-- Exercise materials start --

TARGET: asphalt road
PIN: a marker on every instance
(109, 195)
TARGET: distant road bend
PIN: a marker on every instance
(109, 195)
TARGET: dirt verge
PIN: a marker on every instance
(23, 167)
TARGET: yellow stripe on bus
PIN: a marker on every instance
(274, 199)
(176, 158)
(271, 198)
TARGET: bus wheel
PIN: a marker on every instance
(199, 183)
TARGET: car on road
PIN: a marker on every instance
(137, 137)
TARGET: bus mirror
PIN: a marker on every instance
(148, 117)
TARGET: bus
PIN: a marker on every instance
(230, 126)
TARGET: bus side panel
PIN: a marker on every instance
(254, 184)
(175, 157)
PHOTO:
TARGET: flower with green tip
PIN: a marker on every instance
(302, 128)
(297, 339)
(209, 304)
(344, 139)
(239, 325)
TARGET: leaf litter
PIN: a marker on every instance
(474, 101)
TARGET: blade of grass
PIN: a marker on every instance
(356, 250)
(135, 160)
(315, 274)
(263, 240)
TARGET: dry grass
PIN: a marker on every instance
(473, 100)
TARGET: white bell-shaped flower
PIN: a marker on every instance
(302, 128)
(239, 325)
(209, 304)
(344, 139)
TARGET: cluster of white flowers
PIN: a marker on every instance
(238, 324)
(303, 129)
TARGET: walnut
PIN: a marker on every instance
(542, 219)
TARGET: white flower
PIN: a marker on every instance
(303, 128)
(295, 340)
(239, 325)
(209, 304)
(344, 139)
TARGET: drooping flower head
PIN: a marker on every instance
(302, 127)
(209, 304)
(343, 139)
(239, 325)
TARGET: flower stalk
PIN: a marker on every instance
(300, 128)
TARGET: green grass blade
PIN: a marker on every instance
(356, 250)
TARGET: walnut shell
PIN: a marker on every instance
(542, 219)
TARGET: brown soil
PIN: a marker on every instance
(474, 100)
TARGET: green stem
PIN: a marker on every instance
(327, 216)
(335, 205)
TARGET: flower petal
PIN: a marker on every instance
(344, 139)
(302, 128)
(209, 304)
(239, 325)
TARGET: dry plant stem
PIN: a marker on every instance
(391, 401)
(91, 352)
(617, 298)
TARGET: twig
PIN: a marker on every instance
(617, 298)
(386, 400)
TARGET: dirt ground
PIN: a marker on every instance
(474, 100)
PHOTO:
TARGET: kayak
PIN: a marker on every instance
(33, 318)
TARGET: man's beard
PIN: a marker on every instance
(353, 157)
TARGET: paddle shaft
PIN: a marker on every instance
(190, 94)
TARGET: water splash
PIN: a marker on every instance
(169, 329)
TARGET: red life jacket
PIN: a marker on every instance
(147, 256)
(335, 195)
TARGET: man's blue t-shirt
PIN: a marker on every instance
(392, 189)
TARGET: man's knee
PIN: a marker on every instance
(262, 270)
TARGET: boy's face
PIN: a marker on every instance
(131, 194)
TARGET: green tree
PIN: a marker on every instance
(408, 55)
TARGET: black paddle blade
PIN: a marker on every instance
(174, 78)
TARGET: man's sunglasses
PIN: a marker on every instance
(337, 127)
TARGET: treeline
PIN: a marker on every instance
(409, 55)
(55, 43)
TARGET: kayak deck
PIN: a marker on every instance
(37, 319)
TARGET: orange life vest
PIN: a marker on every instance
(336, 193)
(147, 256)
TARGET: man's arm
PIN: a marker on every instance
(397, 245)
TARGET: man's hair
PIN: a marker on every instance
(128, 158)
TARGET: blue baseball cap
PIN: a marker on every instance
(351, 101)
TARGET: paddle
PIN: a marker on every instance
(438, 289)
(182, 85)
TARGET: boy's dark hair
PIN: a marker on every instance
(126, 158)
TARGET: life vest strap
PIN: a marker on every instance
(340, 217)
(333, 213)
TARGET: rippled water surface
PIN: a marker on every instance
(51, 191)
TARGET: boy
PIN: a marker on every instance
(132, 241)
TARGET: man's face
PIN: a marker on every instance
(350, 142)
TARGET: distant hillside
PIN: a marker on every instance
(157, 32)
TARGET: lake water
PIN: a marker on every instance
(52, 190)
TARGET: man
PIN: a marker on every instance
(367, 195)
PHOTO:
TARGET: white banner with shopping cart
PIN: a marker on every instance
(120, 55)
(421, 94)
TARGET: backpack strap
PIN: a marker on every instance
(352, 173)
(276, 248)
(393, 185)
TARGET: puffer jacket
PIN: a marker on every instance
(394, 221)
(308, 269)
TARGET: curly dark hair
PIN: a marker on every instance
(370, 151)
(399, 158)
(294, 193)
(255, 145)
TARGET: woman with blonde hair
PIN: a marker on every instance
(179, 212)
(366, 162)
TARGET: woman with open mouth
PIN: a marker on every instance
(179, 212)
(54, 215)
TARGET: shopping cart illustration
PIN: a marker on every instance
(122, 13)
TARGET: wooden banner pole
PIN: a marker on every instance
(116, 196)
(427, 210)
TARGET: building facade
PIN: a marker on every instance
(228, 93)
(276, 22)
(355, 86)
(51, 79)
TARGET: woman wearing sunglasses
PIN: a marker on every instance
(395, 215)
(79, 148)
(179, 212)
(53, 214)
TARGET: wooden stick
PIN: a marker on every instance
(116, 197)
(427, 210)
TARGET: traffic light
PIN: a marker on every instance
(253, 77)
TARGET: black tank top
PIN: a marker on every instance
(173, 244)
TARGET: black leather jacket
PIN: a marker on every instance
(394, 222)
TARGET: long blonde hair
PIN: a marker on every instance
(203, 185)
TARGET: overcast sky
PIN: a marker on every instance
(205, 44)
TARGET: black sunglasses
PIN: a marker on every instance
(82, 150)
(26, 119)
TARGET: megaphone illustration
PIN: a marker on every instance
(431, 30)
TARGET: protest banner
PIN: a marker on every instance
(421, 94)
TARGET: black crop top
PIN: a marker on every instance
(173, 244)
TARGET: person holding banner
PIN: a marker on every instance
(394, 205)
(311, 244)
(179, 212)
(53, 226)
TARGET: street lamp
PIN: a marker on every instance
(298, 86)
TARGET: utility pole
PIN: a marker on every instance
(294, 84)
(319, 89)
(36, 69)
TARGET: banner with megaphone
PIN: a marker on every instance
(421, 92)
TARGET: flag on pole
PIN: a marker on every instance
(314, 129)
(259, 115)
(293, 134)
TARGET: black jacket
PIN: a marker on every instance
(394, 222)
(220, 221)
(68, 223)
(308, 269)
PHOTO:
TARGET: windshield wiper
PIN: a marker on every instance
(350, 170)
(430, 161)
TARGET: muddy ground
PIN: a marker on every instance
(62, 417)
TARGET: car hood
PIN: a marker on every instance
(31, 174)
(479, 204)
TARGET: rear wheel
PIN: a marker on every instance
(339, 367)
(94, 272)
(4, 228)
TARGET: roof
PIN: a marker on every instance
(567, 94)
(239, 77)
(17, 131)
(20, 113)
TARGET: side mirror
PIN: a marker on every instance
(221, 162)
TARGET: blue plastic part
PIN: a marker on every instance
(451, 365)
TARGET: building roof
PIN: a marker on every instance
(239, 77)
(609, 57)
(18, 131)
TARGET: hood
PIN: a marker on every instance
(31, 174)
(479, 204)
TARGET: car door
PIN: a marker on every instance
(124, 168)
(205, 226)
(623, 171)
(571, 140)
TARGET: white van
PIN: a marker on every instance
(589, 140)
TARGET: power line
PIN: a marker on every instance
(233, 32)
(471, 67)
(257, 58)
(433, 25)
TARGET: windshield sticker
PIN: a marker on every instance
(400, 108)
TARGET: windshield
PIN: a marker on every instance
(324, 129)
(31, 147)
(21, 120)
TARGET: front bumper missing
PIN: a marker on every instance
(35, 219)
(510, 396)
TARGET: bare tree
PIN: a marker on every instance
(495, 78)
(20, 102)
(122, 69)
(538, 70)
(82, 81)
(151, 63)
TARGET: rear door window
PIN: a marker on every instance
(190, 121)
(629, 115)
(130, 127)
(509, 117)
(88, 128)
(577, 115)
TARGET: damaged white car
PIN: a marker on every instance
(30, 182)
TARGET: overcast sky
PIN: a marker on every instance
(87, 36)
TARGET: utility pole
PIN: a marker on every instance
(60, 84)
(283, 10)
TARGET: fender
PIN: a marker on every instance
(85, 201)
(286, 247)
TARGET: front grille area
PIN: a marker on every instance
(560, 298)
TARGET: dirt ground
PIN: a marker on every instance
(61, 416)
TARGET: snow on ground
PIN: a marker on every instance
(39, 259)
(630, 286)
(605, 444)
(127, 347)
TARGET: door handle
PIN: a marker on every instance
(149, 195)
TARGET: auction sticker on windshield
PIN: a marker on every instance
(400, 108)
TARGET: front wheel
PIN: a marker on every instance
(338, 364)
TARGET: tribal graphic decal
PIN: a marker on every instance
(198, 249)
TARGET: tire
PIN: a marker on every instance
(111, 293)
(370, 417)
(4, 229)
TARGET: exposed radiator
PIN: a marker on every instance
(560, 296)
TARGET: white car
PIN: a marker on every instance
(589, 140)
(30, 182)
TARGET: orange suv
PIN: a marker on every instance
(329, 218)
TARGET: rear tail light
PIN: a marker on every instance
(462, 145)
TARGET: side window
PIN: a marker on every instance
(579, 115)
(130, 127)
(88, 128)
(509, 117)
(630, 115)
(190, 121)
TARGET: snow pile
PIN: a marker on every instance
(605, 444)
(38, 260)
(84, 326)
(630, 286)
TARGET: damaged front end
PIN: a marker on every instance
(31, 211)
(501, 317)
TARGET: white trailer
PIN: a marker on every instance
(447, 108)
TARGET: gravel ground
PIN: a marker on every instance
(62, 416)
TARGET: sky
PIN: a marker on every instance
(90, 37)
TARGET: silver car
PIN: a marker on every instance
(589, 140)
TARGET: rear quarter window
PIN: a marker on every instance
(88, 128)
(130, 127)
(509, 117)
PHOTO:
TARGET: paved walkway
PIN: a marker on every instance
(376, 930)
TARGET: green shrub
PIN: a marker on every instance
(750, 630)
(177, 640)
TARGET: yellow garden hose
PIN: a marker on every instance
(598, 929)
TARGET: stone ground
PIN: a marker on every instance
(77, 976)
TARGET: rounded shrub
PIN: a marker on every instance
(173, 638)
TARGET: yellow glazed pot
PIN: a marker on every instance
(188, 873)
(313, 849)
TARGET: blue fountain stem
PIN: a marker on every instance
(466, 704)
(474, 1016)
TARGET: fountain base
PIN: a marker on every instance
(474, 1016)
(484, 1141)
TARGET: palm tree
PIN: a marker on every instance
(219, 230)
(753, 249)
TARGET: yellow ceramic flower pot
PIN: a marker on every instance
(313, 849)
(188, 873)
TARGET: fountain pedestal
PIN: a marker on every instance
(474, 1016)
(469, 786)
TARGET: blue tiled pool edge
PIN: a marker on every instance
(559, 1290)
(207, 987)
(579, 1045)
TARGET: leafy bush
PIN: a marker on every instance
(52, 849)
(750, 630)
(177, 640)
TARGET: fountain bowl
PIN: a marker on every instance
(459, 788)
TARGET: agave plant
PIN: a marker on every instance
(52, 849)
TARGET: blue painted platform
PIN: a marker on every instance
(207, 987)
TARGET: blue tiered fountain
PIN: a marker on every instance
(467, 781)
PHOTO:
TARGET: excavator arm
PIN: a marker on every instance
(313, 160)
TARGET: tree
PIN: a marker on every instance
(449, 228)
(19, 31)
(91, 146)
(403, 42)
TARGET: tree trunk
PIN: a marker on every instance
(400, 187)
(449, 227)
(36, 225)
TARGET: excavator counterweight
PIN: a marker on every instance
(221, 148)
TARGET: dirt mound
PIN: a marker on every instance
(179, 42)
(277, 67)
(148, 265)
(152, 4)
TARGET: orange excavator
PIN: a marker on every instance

-- Exercise materials end --

— Objective —
Copy out the stretch of entries from the line containing "TARGET: yellow garden hose" through the end of the entries, keeping every line identical to the original.

— Answer for this exercise —
TARGET: yellow garden hose
PIN: a marker on every instance
(598, 929)
TARGET: stone ground
PIN: a marker on every instance
(77, 976)
TARGET: rounded shrub
PIN: a marker on every instance
(173, 638)
TARGET: yellow glazed pot
PIN: a marker on every instance
(188, 873)
(313, 849)
TARGET: blue fountain stem
PIN: a marker on every instance
(466, 704)
(474, 1016)
TARGET: fountain base
PIN: a marker on every instance
(474, 1016)
(484, 1141)
TARGET: palm tree
PIN: a marker on every instance
(219, 230)
(753, 249)
TARGET: yellow ceramic flower pot
PIN: a marker on every instance
(313, 849)
(188, 873)
TARGET: fountain pedestal
PIN: a marker on every instance
(474, 1016)
(469, 786)
TARGET: blue tiled pool edge
PIN: a marker on every instance
(559, 1290)
(207, 987)
(579, 1045)
TARGET: leafy bush
PIN: a marker on every instance
(52, 849)
(750, 630)
(177, 640)
TARGET: fountain bowl
PIN: a marker on every instance
(459, 788)
TARGET: agave plant
PIN: a marker on every instance
(52, 849)
TARGET: blue painted platform
PIN: a marker on every instance
(207, 987)
TARGET: blue tiered fountain
PIN: a marker on every instance
(467, 781)
PHOTO:
TARGET: excavator arm
PIN: a marker on every instance
(313, 160)
TARGET: tree
PIN: a marker on every instance
(449, 228)
(19, 31)
(91, 146)
(403, 42)
TARGET: tree trunk
PIN: a marker on every instance
(400, 187)
(449, 227)
(36, 225)
TARGET: excavator counterweight
PIN: a marker on every instance
(221, 148)
TARGET: dirt mound
PIN: a marker on every instance
(179, 42)
(277, 67)
(148, 265)
(152, 4)
TARGET: orange excavator
PIN: a marker on every instance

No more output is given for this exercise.